Direction:
Which lines in the rows below contain the string "fabric"? Copy out each of them, treating uppercase and lowercase letters as different.

### Extracted data

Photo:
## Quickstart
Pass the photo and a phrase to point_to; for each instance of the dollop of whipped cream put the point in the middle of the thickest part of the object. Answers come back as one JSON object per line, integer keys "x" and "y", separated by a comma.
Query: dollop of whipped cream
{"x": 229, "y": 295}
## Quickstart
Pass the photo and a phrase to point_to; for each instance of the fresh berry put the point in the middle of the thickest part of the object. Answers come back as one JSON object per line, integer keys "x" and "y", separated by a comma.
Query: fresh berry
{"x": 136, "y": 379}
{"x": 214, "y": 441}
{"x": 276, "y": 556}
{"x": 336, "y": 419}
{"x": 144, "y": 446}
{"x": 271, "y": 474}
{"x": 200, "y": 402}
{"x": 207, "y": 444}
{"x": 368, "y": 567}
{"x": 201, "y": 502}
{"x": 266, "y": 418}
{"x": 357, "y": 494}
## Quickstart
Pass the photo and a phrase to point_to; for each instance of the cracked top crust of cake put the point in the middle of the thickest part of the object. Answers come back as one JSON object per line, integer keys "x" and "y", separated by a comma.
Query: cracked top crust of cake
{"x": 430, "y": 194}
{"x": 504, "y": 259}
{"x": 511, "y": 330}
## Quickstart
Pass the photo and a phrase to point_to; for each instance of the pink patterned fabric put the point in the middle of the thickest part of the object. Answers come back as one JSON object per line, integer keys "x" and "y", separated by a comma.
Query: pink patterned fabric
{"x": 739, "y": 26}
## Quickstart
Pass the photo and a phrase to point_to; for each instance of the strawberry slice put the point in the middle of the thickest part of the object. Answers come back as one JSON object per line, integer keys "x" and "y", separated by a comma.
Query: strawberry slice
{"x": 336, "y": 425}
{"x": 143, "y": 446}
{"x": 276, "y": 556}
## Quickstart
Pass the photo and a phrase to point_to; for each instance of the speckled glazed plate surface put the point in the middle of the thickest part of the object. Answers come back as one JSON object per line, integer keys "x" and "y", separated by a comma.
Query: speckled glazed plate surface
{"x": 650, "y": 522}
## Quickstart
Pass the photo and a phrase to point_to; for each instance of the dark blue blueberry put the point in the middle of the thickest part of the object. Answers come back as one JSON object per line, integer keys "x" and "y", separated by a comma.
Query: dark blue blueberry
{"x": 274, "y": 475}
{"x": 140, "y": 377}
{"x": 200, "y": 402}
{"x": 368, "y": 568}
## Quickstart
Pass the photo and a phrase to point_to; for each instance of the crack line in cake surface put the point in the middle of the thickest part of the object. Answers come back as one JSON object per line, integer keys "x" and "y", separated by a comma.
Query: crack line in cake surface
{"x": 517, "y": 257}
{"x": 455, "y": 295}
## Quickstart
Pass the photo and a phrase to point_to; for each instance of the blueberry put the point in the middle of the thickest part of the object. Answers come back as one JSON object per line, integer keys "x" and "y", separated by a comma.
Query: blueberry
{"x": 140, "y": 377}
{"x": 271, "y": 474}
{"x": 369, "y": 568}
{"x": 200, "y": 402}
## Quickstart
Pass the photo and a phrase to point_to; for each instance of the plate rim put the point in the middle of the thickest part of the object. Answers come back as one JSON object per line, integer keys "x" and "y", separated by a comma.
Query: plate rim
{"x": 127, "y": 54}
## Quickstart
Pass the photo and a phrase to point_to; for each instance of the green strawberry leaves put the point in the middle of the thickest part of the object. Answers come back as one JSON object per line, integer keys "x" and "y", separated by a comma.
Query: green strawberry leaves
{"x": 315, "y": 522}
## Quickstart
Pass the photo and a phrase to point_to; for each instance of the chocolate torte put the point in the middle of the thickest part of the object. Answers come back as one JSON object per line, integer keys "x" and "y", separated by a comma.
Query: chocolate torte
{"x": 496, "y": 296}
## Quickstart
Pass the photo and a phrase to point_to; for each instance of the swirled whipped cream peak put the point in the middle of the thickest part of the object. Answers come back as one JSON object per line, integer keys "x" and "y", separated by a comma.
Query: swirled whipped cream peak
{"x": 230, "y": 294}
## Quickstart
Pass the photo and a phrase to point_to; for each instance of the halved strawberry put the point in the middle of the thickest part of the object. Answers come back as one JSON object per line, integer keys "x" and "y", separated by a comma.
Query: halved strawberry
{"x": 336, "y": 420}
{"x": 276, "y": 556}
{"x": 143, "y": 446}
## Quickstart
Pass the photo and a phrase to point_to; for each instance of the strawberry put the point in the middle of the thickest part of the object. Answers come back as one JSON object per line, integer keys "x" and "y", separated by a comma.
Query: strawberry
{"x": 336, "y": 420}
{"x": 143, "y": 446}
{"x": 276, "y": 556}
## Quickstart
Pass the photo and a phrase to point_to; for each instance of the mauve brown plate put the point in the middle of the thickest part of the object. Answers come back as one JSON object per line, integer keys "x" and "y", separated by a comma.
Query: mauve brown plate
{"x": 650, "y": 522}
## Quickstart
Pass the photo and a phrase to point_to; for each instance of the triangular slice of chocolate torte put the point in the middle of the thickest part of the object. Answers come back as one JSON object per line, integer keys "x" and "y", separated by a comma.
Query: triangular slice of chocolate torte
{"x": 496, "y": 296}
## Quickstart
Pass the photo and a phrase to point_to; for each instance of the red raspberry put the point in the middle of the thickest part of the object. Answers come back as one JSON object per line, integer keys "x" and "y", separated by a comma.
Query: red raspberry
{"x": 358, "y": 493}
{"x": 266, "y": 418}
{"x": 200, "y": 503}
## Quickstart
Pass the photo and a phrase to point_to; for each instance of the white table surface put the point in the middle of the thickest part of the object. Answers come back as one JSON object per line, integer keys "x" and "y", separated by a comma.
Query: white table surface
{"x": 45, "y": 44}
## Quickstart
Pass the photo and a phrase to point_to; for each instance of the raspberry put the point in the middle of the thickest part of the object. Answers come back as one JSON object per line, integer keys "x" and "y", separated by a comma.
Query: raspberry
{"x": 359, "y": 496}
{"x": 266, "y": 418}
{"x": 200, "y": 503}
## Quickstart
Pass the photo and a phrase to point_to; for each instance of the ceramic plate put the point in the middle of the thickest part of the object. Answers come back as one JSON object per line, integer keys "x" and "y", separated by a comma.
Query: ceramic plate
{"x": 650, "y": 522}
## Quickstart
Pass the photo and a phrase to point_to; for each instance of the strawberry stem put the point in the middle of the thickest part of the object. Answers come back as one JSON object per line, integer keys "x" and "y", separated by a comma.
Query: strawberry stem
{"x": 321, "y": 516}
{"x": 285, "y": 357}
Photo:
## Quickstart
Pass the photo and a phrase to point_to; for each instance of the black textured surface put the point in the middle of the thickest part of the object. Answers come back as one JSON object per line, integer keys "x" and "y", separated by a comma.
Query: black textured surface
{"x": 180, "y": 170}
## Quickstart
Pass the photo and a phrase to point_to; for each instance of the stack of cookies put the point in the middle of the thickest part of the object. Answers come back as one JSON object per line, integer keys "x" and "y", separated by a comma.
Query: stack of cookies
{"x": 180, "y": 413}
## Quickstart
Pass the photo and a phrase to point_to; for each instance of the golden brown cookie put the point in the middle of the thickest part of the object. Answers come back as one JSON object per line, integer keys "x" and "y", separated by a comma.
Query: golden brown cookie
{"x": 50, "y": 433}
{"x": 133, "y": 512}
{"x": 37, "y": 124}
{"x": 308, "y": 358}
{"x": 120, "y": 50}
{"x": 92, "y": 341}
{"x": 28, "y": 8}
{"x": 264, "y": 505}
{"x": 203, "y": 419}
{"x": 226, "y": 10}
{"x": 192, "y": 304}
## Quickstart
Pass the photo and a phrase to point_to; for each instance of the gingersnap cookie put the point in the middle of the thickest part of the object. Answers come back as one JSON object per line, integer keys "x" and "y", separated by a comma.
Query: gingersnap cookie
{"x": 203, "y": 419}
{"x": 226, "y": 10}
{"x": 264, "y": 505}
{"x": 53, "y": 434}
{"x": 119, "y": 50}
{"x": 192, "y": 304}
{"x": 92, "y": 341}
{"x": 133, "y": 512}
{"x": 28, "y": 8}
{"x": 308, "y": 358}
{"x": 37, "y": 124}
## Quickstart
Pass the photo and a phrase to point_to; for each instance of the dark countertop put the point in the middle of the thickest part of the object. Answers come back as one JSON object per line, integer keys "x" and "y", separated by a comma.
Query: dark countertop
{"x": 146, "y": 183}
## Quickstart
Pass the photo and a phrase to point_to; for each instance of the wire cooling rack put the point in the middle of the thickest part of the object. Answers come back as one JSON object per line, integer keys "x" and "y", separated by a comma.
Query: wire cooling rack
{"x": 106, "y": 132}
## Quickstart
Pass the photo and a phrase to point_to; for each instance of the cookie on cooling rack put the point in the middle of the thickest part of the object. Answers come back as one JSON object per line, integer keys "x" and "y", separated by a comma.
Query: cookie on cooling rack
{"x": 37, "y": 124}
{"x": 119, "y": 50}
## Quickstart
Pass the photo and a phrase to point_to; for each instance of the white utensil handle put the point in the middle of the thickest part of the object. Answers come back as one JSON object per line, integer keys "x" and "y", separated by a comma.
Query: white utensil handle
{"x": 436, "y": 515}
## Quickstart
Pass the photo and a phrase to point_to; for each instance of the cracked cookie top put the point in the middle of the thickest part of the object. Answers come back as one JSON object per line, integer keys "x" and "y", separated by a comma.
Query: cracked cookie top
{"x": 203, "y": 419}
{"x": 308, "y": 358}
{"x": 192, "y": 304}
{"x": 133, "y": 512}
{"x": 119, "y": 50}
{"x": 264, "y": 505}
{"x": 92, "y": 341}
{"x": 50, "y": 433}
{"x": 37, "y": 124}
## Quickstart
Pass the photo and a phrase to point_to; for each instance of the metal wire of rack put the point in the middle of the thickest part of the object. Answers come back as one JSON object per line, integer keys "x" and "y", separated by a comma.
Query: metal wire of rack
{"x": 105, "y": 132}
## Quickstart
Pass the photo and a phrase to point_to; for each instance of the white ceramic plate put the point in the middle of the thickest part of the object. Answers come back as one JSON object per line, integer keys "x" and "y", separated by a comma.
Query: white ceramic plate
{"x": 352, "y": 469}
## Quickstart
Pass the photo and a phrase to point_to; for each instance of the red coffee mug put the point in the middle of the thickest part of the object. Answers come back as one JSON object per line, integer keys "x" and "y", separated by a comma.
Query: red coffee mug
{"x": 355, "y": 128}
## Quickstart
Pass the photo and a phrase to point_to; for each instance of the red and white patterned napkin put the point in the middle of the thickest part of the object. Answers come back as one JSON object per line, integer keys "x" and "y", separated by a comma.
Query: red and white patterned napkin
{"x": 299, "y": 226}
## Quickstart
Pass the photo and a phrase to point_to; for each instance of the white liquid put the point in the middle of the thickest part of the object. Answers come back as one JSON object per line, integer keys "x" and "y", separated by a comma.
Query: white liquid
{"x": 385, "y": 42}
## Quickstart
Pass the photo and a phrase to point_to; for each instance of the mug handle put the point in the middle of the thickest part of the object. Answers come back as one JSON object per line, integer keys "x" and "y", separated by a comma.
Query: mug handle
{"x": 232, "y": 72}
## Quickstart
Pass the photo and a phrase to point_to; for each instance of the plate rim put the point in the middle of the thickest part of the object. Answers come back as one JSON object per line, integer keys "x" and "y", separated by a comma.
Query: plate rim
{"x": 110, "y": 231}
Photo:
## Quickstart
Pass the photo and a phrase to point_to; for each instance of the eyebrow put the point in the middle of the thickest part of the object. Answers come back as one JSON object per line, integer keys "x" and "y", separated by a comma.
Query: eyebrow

######

Complete response:
Pass the photo and a phrase to point_to; for each instance of the pink patterned fabric put the point in the middle of the thickest part of the object. Answers come back as one JSON object per line, integer keys "x" and "y", separated by a comma.
Query: pink patterned fabric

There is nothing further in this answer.